# EXERCISE INSTRUCTIONS
From the data that follows, report how many lines hold the string "mountain", giving only the number.

AVAILABLE DATA Block Start

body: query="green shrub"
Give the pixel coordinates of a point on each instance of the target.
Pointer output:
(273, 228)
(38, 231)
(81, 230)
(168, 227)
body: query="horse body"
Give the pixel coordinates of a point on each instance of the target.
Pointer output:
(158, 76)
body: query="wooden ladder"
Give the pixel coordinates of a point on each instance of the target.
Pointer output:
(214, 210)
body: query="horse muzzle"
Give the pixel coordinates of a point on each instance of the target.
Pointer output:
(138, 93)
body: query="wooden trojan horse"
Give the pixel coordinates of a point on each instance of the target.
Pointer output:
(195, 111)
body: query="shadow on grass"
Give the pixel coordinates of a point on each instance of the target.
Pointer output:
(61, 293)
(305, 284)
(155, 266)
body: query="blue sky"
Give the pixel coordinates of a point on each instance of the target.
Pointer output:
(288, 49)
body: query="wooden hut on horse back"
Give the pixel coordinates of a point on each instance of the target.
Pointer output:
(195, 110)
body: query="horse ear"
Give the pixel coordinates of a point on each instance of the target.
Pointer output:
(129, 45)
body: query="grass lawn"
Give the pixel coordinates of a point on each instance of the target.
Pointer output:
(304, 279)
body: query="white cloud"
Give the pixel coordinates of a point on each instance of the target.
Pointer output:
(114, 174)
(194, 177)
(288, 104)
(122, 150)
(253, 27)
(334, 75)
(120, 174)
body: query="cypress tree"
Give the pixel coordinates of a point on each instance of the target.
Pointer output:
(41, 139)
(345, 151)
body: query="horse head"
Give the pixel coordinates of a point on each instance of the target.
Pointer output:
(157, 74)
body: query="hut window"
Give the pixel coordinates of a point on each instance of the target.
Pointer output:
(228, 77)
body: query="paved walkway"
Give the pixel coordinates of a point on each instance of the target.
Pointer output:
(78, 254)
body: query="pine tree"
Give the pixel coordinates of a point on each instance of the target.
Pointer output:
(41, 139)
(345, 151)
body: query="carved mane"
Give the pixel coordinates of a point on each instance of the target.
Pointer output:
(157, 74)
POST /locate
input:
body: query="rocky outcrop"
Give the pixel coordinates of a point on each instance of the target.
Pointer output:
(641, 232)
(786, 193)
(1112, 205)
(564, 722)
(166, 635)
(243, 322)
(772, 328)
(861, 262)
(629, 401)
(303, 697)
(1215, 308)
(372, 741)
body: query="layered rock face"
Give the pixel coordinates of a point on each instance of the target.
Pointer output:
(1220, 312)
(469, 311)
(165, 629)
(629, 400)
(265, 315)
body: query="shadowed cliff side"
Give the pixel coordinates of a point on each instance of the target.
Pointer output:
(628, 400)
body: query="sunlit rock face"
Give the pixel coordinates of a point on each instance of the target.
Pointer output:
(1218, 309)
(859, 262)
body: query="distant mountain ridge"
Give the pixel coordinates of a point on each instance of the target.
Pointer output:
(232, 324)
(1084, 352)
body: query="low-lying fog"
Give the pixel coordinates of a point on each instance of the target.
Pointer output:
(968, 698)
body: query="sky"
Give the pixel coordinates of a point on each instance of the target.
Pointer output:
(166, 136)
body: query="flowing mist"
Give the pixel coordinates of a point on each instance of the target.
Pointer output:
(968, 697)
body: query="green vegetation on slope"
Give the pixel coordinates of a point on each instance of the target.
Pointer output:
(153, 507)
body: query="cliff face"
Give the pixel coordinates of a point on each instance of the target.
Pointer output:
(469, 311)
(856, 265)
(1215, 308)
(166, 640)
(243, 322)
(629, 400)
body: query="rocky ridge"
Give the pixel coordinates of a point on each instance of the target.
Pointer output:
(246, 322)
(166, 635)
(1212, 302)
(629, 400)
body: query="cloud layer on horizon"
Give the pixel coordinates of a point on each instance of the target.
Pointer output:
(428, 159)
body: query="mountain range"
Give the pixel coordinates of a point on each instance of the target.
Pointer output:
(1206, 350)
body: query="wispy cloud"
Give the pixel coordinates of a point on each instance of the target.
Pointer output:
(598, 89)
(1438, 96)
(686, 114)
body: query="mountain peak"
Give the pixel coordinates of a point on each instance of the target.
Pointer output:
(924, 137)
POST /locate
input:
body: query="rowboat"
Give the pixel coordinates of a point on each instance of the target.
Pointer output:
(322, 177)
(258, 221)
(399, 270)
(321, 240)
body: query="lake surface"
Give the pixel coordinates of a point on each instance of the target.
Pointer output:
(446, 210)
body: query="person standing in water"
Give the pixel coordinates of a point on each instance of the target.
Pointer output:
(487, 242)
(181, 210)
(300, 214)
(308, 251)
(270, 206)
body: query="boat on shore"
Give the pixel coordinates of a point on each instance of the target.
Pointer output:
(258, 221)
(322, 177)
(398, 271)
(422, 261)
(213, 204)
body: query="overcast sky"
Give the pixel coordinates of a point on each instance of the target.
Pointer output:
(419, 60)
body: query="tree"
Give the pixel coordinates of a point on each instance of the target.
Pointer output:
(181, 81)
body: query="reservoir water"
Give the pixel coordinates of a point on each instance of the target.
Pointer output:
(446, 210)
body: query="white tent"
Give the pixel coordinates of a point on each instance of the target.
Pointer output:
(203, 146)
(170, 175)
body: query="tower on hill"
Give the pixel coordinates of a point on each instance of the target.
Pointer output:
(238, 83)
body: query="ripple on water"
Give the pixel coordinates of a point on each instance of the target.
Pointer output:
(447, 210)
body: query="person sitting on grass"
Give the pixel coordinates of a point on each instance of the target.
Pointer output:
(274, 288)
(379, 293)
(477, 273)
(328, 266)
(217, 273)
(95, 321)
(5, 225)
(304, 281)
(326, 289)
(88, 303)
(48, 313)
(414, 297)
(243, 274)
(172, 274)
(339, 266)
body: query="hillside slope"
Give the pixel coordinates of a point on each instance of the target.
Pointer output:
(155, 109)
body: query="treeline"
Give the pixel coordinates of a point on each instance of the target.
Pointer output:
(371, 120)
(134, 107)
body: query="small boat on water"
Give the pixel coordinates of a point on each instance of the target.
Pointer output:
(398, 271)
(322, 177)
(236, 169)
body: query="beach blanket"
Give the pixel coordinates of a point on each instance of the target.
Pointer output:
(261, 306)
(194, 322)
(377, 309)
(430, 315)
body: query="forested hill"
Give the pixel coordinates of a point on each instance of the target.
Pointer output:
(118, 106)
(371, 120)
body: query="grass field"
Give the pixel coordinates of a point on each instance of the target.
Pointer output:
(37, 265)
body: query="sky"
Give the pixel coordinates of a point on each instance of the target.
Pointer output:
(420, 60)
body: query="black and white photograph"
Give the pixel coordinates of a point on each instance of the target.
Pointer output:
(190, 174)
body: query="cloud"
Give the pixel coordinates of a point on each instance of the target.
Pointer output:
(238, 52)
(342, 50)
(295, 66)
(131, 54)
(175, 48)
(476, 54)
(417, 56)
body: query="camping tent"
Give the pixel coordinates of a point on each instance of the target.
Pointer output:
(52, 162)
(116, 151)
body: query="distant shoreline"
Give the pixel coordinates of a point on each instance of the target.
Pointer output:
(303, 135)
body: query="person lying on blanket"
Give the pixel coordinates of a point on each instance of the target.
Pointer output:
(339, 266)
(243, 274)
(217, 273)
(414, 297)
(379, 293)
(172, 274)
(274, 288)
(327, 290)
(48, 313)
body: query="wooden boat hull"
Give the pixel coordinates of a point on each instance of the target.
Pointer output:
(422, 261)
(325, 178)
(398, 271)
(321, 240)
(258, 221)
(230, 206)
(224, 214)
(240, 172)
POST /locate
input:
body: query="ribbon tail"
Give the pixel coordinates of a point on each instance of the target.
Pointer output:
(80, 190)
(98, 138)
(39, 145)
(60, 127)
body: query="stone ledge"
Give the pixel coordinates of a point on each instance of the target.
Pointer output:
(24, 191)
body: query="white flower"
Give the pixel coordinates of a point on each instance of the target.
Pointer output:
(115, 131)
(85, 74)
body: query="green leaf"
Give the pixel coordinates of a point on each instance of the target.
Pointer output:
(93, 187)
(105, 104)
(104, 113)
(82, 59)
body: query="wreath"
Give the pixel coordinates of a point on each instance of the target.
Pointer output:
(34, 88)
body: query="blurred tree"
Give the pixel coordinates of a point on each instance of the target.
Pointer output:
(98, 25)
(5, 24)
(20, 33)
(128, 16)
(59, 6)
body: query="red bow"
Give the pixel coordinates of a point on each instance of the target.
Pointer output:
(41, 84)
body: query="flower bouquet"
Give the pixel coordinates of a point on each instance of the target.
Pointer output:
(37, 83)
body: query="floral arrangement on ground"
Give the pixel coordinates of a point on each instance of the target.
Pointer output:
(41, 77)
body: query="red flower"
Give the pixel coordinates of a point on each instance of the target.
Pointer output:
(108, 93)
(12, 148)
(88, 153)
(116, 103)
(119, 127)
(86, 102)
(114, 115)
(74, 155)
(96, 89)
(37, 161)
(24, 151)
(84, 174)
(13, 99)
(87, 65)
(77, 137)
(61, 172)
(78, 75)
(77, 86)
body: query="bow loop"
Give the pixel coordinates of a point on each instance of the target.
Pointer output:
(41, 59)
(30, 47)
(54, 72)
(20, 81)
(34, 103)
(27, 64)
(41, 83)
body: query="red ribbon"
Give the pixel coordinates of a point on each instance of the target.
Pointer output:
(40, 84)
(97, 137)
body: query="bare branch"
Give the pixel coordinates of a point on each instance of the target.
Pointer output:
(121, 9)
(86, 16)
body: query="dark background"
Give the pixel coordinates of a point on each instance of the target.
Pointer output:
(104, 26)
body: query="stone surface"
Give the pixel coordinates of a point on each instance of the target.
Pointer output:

AVAILABLE DATA Block End

# EXERCISE RESPONSE
3